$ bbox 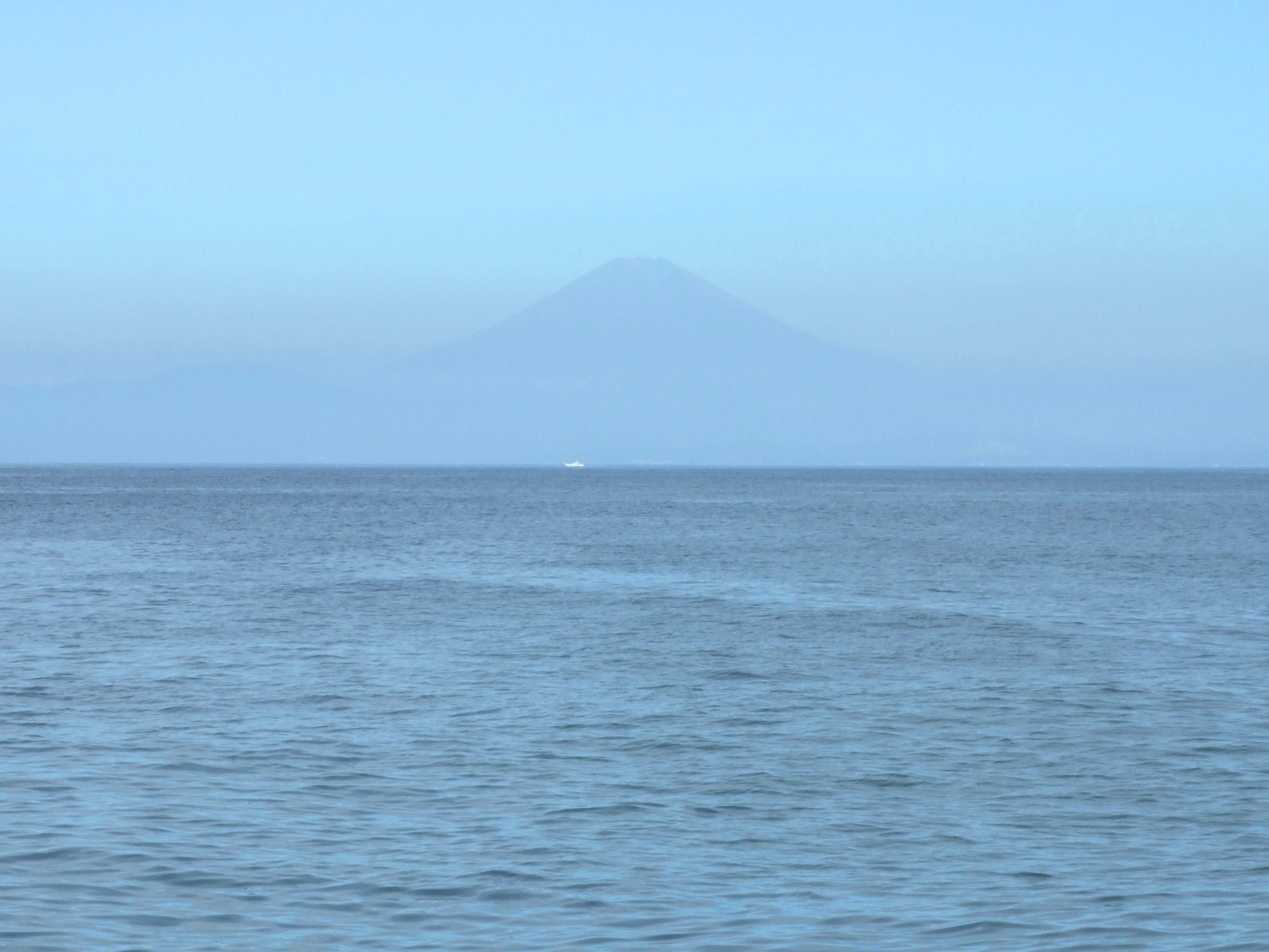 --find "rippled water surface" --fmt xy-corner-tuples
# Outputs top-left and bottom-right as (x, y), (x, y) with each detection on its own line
(0, 468), (1269, 949)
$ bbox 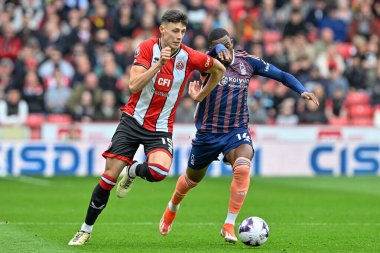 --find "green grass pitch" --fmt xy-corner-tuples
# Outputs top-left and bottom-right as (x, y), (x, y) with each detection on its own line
(0, 177), (380, 253)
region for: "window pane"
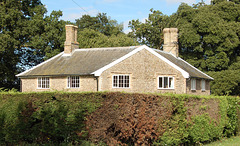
[202,80,206,90]
[159,77,163,88]
[191,79,196,90]
[169,77,173,88]
[119,76,123,87]
[113,75,129,88]
[164,77,168,88]
[113,76,118,87]
[125,76,129,87]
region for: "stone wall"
[21,76,97,92]
[187,79,210,95]
[99,49,186,93]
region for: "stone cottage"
[16,25,213,95]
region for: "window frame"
[37,77,50,89]
[201,79,206,91]
[191,78,197,91]
[112,74,130,89]
[157,76,175,90]
[67,76,80,89]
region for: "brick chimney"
[163,28,179,57]
[64,25,79,55]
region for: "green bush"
[0,92,102,145]
[0,92,240,145]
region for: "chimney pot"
[163,28,179,57]
[64,25,79,55]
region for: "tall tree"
[76,13,137,48]
[0,0,46,88]
[130,0,240,95]
[76,13,123,36]
[0,0,64,89]
[129,9,169,49]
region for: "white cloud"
[165,0,211,5]
[123,18,147,34]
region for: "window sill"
[158,88,174,90]
[112,87,130,89]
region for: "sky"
[41,0,210,33]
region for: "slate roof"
[17,46,212,80]
[155,50,213,80]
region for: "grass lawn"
[206,136,240,146]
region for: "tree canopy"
[129,0,240,95]
[0,0,64,88]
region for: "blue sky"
[41,0,210,32]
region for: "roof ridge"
[75,45,141,51]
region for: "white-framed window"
[67,76,80,88]
[191,78,196,90]
[38,77,50,89]
[112,75,130,88]
[201,79,206,91]
[158,76,174,89]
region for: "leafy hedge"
[0,93,102,145]
[0,92,240,145]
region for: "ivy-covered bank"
[0,92,240,145]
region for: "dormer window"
[38,77,49,89]
[113,75,130,88]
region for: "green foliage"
[129,9,169,49]
[154,95,240,145]
[76,13,123,36]
[208,69,240,95]
[78,29,137,48]
[0,0,64,89]
[158,97,189,145]
[76,13,137,48]
[0,93,102,145]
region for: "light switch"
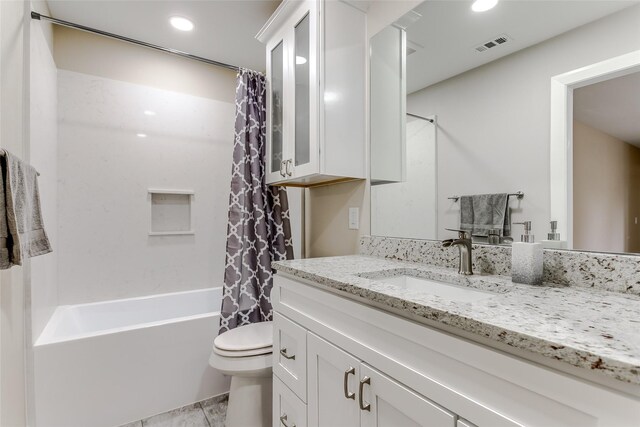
[349,208,360,230]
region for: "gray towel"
[0,150,51,269]
[460,193,511,237]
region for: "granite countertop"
[273,255,640,385]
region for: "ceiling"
[48,0,280,71]
[408,0,638,93]
[573,72,640,148]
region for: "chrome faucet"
[442,228,473,276]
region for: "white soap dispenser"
[511,221,542,285]
[542,221,567,249]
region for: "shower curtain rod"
[31,11,240,71]
[405,113,433,123]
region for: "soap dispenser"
[542,221,567,249]
[511,221,542,285]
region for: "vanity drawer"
[273,313,307,402]
[273,377,307,427]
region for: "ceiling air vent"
[475,34,513,52]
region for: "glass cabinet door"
[294,12,315,170]
[267,41,284,179]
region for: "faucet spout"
[442,229,473,276]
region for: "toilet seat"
[213,345,273,357]
[213,322,273,357]
[209,322,273,377]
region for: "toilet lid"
[213,322,273,351]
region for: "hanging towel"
[0,150,51,269]
[460,193,511,237]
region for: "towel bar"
[447,191,524,203]
[0,148,40,176]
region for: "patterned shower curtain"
[220,70,293,333]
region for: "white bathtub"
[34,288,229,427]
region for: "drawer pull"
[358,376,371,412]
[280,348,296,360]
[344,366,356,400]
[280,414,296,427]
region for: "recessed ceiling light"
[169,16,193,31]
[471,0,498,12]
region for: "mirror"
[370,0,640,253]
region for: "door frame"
[549,50,640,249]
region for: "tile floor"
[121,394,229,427]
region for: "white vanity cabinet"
[307,333,456,427]
[256,0,367,186]
[271,273,640,427]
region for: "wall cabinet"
[271,273,640,427]
[256,0,366,186]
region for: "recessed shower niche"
[149,189,194,236]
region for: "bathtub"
[34,288,229,427]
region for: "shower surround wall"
[58,70,235,305]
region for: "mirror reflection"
[370,0,640,253]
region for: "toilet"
[209,322,273,427]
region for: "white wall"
[0,1,29,427]
[371,117,438,239]
[573,120,640,252]
[58,70,235,304]
[30,10,58,348]
[407,6,640,239]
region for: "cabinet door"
[286,1,318,177]
[359,363,456,427]
[307,333,360,427]
[273,376,307,427]
[273,313,307,401]
[266,33,287,184]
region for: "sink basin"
[377,274,494,302]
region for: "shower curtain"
[220,70,293,333]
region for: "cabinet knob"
[344,366,356,400]
[358,376,371,412]
[280,414,296,427]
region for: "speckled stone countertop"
[274,255,640,385]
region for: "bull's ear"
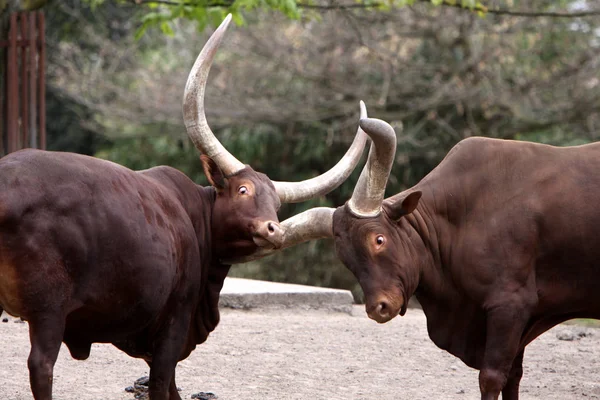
[383,190,421,221]
[200,154,227,190]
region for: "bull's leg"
[169,372,181,400]
[502,350,525,400]
[479,305,528,400]
[27,313,65,400]
[148,312,190,400]
[146,361,181,400]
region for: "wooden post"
[19,12,29,149]
[37,11,46,150]
[28,13,38,149]
[6,14,19,153]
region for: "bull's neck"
[400,184,449,296]
[405,180,460,304]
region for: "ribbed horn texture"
[237,207,335,262]
[183,14,245,176]
[348,118,396,217]
[273,101,367,203]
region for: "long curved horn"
[238,207,335,262]
[348,118,396,217]
[273,101,367,203]
[183,14,245,176]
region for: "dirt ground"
[0,306,600,400]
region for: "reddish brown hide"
[0,16,366,400]
[0,150,279,399]
[333,137,600,400]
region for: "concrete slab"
[219,278,354,314]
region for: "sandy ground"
[0,306,600,400]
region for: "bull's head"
[254,114,424,323]
[183,15,367,263]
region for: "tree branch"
[130,0,600,18]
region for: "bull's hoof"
[192,392,218,400]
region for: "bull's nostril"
[377,301,389,315]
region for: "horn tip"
[359,100,367,119]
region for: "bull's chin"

§

**TO DO**
Identify every row that contains the word "recessed", and copy each such row in full. The match is case-sensitive.

**SOLUTION BELOW**
region for: "recessed ceiling light"
region for: "recessed shower niche"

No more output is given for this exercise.